A TV industry insider did some soul searching and remarked, “I hate the word ‘vagina.’ But not nearly as much as the dreaded P word. In everyday life I prefer to use C U Next Tuesday because it’s succinct and so offensive that it’s funny. In mixed company, I may opt for other humorous terms like ‘hatchet wound.’ But for TV, let’s all agree to stick with ‘vagina.’ That is, unless everyone can rally behind ‘pikachu’ or ‘tamagotchi.'”
A more serious Kevin Glass, managing editor of Townhall.com, said his publication has no official policy on the matter. “We don’t allow any words to be used in poor taste, but don’t censor our authors where it’s appropriate,” he said.
The Daily Caller‘s Taylor Bigler said she’s free when it comes to using the word. “‘Vagina’ is at the very bottom of the list of words that I’m squeamish about saying or using in copy,” she said. “It’s just a part of the body. I’m much more concerned about getting words like ‘douchebag’ and ‘Octomom porn’ past the editors.” Her boss, Editor-in-Chief Tucker Carlson, takes a far more conservative slant on the matter. “I approach that word as the ancient Israelites did YHWH: I have too much respect to use it lightly,” he said. On the subject of using the word on TV: “No.”
Host of XM Radio’s Press Pool Julie Mason told us she could say “vagina” loud and proud on the air if she wanted, but she tries playing it “mostly square.” She said, “My boss’s general rule is to imagine an eight-year old in the car listening to the show — don’t say things that might cause their parent to switch to [shock jock] Howard Stern as the sober alternative.”

........

## TO DO:
**a.** Please reproduce the passage about saying "vagina" in the media in full, word for word.
**b.** From the listing below, extract every line that contains the word "slope".

Point annotation data

........

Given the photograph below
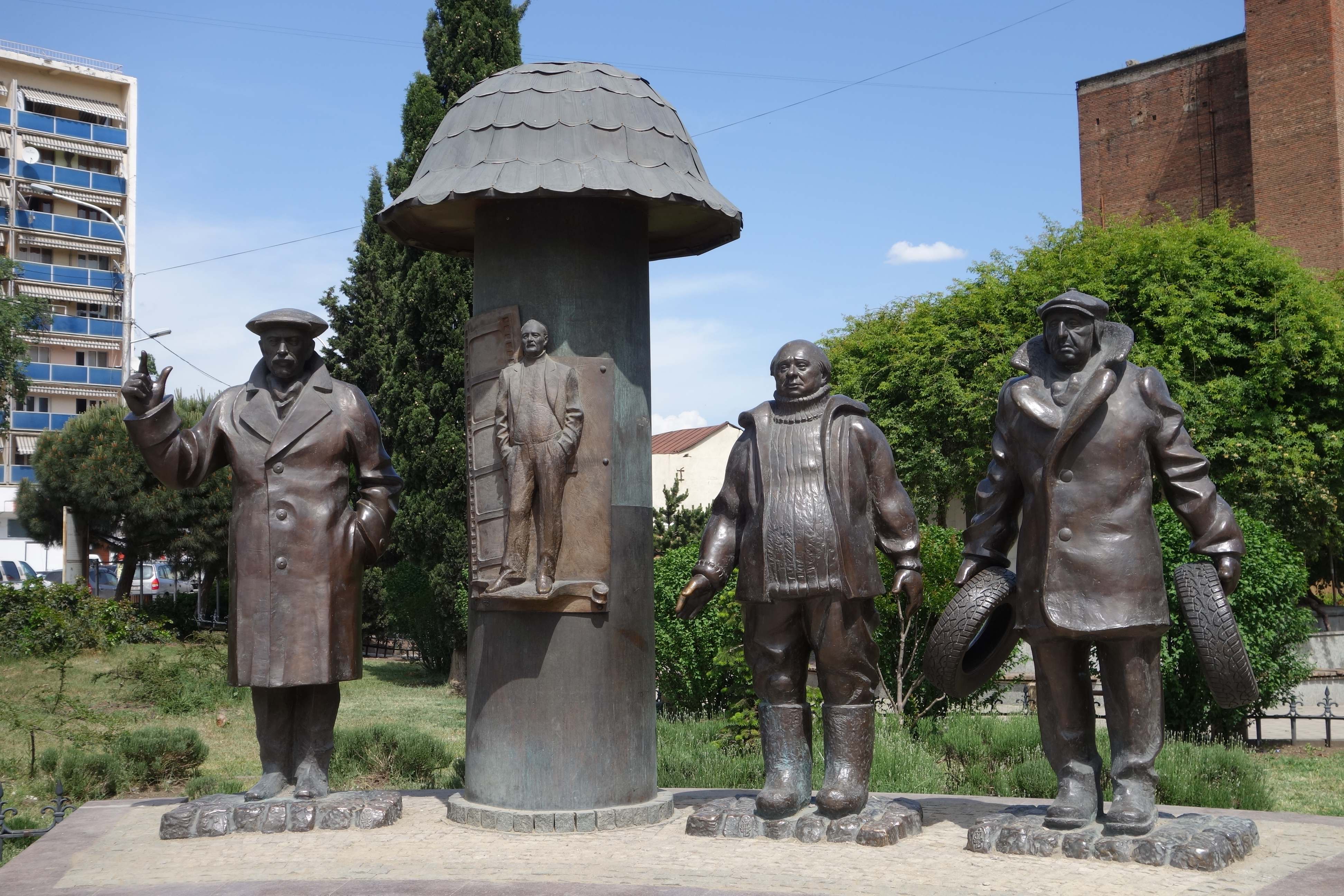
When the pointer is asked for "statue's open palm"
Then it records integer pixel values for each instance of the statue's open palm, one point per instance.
(142, 391)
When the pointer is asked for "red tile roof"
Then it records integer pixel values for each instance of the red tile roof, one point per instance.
(679, 441)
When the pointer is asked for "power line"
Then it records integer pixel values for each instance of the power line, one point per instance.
(246, 252)
(905, 65)
(180, 358)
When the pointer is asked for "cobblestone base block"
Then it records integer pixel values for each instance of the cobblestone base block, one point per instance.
(882, 823)
(1193, 841)
(224, 814)
(526, 821)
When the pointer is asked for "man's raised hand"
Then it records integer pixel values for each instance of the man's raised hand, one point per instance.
(142, 391)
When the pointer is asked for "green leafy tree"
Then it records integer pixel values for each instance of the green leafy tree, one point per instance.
(1250, 343)
(1268, 616)
(398, 320)
(676, 526)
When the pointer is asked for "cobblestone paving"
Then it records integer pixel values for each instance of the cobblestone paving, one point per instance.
(424, 846)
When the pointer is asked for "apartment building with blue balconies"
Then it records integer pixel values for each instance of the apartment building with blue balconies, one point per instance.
(68, 218)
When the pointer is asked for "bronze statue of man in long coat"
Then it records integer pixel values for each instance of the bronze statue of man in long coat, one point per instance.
(810, 496)
(298, 549)
(1077, 441)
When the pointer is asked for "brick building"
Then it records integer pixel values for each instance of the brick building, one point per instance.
(1253, 123)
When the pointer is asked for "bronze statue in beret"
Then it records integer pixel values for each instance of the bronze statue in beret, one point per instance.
(810, 495)
(298, 549)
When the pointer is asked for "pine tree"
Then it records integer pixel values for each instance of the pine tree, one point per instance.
(398, 320)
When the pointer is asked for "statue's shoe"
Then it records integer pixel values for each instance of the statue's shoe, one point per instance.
(311, 781)
(269, 786)
(1132, 813)
(1074, 806)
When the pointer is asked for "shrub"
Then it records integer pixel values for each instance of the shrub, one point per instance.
(158, 755)
(701, 670)
(182, 683)
(389, 757)
(38, 620)
(1272, 625)
(206, 785)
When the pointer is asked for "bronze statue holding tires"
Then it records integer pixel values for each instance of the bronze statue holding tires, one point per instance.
(1077, 441)
(810, 492)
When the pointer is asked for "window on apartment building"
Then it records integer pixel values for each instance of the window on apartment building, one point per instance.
(101, 312)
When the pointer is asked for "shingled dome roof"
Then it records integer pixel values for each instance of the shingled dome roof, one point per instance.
(562, 130)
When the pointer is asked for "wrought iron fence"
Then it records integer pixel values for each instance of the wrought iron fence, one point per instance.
(60, 808)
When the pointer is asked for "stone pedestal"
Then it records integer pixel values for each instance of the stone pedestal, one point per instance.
(221, 814)
(1191, 841)
(882, 823)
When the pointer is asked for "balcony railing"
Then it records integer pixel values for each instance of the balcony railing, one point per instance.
(69, 177)
(72, 374)
(83, 326)
(34, 421)
(71, 276)
(69, 128)
(66, 225)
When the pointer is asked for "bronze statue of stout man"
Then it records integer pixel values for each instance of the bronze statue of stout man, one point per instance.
(1077, 441)
(298, 549)
(810, 494)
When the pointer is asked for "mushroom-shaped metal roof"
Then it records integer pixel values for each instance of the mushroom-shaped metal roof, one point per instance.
(562, 130)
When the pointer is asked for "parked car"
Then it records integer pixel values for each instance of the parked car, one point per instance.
(156, 578)
(17, 573)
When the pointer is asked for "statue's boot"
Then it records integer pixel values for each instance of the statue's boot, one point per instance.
(271, 785)
(1076, 804)
(849, 738)
(787, 743)
(1132, 812)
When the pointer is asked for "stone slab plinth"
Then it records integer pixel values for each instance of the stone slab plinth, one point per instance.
(221, 814)
(882, 823)
(1193, 841)
(529, 821)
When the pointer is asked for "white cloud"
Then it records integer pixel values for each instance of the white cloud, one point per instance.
(675, 288)
(683, 421)
(906, 253)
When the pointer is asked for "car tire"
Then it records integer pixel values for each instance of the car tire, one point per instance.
(975, 635)
(1218, 643)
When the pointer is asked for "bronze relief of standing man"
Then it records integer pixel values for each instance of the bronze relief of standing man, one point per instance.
(298, 549)
(810, 495)
(1077, 442)
(538, 424)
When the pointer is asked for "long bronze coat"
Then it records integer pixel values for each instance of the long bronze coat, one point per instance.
(296, 549)
(1081, 475)
(869, 504)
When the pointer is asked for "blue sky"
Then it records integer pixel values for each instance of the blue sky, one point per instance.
(251, 138)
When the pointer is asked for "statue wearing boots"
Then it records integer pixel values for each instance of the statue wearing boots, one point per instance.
(810, 494)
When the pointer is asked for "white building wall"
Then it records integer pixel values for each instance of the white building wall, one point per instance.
(701, 469)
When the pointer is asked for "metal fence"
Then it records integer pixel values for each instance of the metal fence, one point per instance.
(60, 808)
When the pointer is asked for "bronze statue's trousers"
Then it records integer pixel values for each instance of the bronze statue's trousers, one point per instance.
(540, 471)
(839, 631)
(295, 725)
(1132, 684)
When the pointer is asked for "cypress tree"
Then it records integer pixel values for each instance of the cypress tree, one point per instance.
(398, 320)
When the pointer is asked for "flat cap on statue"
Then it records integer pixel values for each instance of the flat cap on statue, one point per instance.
(1074, 300)
(291, 318)
(562, 130)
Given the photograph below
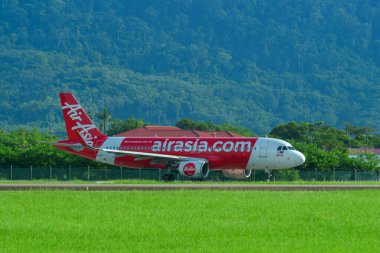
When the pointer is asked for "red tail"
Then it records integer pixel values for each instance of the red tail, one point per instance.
(78, 125)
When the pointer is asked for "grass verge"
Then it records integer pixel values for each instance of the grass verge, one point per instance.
(190, 221)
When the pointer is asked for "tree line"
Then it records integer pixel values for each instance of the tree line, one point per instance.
(248, 63)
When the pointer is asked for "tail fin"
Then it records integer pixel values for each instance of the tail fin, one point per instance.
(78, 125)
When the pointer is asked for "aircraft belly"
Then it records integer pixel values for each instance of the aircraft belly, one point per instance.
(106, 157)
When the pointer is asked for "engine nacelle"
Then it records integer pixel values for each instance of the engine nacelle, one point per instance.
(194, 169)
(237, 173)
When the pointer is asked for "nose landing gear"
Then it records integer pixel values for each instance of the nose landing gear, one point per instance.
(168, 178)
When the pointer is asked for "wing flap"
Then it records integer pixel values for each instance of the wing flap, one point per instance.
(143, 155)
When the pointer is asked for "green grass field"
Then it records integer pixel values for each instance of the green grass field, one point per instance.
(190, 221)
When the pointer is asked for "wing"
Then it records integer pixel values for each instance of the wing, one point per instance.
(139, 156)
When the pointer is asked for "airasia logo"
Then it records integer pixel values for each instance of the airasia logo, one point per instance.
(189, 169)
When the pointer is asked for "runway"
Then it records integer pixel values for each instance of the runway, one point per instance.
(166, 187)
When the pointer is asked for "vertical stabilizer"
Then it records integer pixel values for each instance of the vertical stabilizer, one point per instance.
(78, 125)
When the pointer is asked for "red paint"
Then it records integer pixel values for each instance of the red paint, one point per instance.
(189, 169)
(220, 152)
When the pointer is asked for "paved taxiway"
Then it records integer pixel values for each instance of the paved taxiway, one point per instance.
(162, 187)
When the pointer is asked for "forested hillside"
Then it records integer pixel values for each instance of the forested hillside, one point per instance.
(251, 63)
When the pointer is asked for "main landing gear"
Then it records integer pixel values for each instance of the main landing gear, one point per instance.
(168, 177)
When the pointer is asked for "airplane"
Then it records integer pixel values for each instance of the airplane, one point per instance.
(191, 157)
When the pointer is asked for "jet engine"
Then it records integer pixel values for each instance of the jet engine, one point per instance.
(194, 169)
(237, 174)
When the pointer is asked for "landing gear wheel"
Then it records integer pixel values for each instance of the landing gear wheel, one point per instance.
(168, 177)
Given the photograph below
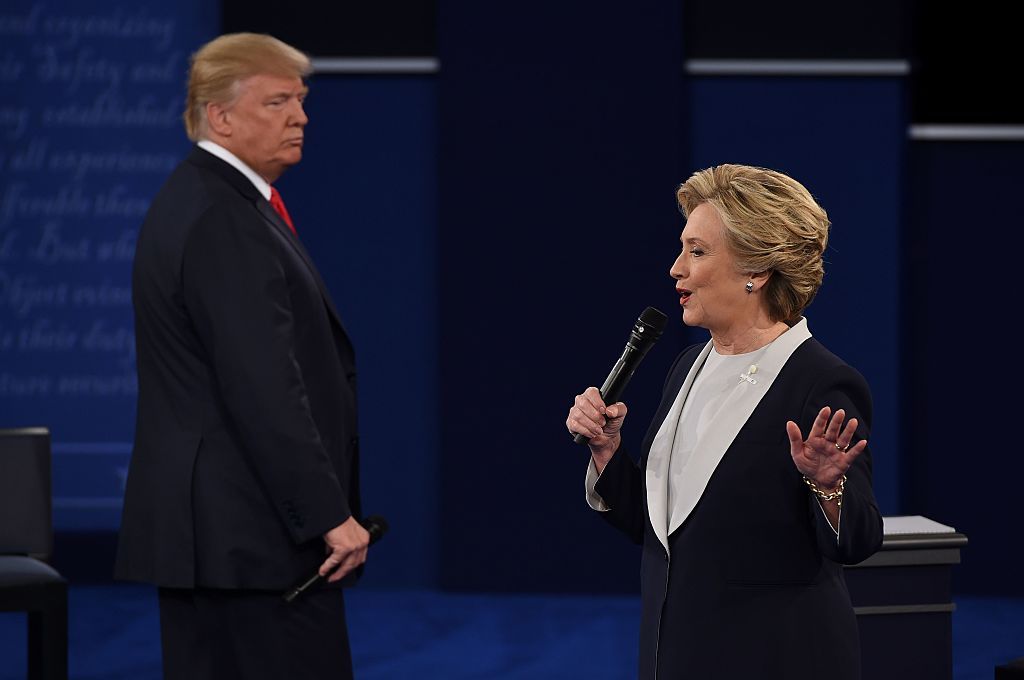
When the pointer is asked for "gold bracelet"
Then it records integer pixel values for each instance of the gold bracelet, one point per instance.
(827, 496)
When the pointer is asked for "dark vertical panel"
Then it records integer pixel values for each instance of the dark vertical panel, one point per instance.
(380, 28)
(364, 200)
(964, 282)
(559, 159)
(796, 30)
(965, 62)
(843, 138)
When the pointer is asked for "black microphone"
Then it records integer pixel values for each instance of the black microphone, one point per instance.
(643, 336)
(375, 525)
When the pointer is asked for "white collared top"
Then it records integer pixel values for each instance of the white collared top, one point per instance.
(261, 184)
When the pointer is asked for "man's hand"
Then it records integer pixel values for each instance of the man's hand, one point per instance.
(347, 544)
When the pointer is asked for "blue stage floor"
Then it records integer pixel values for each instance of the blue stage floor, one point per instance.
(114, 635)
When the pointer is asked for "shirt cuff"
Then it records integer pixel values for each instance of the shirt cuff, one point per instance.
(594, 499)
(839, 520)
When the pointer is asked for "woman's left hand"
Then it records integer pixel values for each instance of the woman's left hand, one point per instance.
(826, 454)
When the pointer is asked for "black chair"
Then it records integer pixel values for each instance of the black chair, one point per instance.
(28, 583)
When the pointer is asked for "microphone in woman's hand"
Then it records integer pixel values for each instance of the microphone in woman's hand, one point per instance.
(643, 336)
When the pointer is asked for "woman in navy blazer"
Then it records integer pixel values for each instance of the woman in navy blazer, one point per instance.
(754, 484)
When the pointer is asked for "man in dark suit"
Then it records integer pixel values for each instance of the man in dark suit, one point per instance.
(244, 473)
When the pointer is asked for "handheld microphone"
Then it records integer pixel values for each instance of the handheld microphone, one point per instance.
(643, 336)
(375, 525)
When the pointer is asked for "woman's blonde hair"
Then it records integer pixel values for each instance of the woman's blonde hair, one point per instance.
(219, 67)
(772, 223)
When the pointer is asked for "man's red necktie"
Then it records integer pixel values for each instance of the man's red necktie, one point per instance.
(279, 206)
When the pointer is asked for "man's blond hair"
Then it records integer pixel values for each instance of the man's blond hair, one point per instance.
(219, 67)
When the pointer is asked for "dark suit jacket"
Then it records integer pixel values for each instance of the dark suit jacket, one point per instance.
(754, 587)
(246, 447)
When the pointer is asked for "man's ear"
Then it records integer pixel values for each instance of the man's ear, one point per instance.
(218, 119)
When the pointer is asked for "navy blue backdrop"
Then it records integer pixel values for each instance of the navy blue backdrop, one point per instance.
(489, 232)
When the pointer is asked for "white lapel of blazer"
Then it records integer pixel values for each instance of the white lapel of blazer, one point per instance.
(660, 451)
(720, 434)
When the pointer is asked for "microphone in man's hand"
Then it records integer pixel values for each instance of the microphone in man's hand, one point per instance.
(643, 336)
(375, 525)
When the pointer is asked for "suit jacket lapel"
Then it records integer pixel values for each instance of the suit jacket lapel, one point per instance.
(716, 440)
(660, 451)
(246, 188)
(270, 215)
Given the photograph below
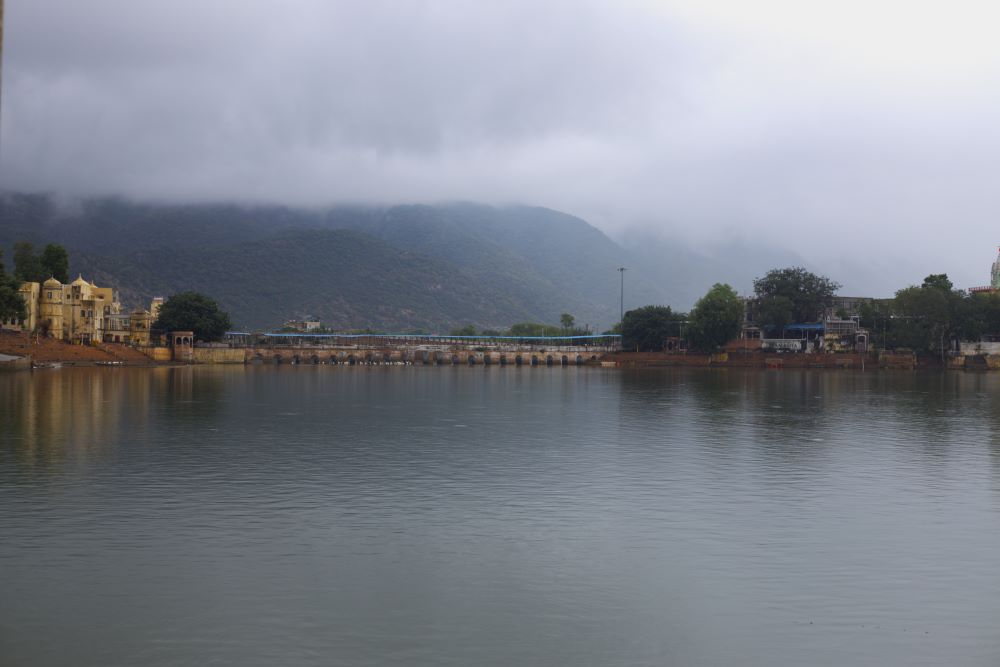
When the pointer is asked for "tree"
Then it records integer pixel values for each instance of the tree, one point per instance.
(192, 311)
(716, 319)
(792, 295)
(11, 302)
(924, 317)
(28, 265)
(55, 262)
(646, 329)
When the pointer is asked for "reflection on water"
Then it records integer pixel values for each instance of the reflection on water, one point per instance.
(497, 516)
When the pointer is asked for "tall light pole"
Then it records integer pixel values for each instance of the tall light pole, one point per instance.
(621, 303)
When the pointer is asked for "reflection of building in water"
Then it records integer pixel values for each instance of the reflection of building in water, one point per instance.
(82, 312)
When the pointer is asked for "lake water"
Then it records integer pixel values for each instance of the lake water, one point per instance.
(498, 516)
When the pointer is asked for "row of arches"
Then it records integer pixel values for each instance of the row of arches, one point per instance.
(420, 357)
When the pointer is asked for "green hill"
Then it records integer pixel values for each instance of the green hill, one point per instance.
(390, 268)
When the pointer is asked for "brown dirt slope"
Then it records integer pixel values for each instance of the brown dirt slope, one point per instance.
(49, 350)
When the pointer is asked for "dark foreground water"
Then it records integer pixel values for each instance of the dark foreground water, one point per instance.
(498, 516)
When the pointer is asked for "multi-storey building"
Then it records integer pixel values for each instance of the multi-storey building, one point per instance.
(82, 312)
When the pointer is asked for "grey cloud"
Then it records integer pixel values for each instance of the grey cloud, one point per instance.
(629, 114)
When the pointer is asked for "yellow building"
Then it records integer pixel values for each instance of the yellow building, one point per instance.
(82, 312)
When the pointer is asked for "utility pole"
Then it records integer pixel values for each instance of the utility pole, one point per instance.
(621, 303)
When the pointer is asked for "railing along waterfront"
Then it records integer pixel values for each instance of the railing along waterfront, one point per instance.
(591, 342)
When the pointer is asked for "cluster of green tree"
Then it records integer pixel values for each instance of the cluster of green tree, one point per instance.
(11, 303)
(926, 318)
(34, 267)
(191, 311)
(792, 295)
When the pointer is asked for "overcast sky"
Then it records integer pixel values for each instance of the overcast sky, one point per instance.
(848, 131)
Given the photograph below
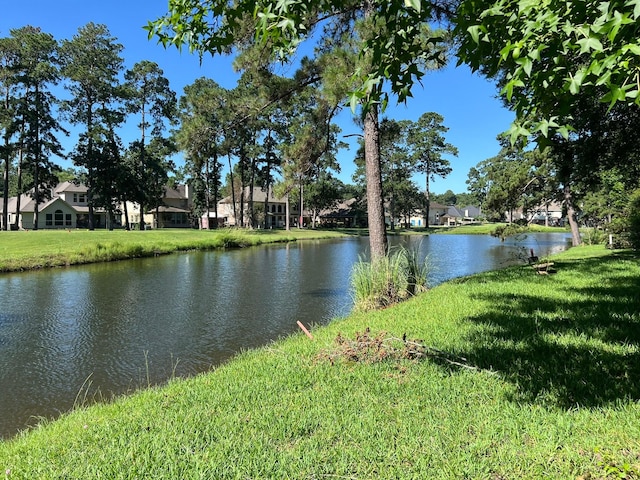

........

## COMPLETED EXERCISE:
**a.**
A TV industry insider did some soul searching and remarked, “I hate the word ‘vagina.’ But not nearly as much as the dreaded P word. In everyday life I prefer to use C U Next Tuesday because it’s succinct and so offensive that it’s funny. In mixed company, I may opt for other humorous terms like ‘hatchet wound.’ But for TV, let’s all agree to stick with ‘vagina.’ That is, unless everyone can rally behind ‘pikachu’ or ‘tamagotchi.'”
A more serious Kevin Glass, managing editor of Townhall.com, said his publication has no official policy on the matter. “We don’t allow any words to be used in poor taste, but don’t censor our authors where it’s appropriate,” he said.
The Daily Caller‘s Taylor Bigler said she’s free when it comes to using the word. “‘Vagina’ is at the very bottom of the list of words that I’m squeamish about saying or using in copy,” she said. “It’s just a part of the body. I’m much more concerned about getting words like ‘douchebag’ and ‘Octomom porn’ past the editors.” Her boss, Editor-in-Chief Tucker Carlson, takes a far more conservative slant on the matter. “I approach that word as the ancient Israelites did YHWH: I have too much respect to use it lightly,” he said. On the subject of using the word on TV: “No.”
Host of XM Radio’s Press Pool Julie Mason told us she could say “vagina” loud and proud on the air if she wanted, but she tries playing it “mostly square.” She said, “My boss’s general rule is to imagine an eight-year old in the car listening to the show — don’t say things that might cause their parent to switch to [shock jock] Howard Stern as the sober alternative.”

**b.**
When the pointer is asked for "brown dirt slope"
Then it records integer pixel values for each instance of the brown dirt slope, one point per instance.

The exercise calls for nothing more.